Contour labeling records
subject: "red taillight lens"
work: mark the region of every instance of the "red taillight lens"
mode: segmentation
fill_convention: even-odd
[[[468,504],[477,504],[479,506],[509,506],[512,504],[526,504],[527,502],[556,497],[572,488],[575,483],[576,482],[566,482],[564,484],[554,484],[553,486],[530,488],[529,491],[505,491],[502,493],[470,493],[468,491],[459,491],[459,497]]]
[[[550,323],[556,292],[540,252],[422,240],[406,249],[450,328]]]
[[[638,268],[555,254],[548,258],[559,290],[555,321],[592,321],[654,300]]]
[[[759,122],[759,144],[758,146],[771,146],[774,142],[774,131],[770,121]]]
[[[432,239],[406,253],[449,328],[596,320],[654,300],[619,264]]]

### Your goal:
Could you reproduce, character for character, every line from the start of the records through the line containing "fill_convention: even-odd", inclusive?

### The completed task:
subject: "red taillight lens"
work: mark the region of every instance of the "red taillight lens"
mode: segmentation
fill_convention: even-odd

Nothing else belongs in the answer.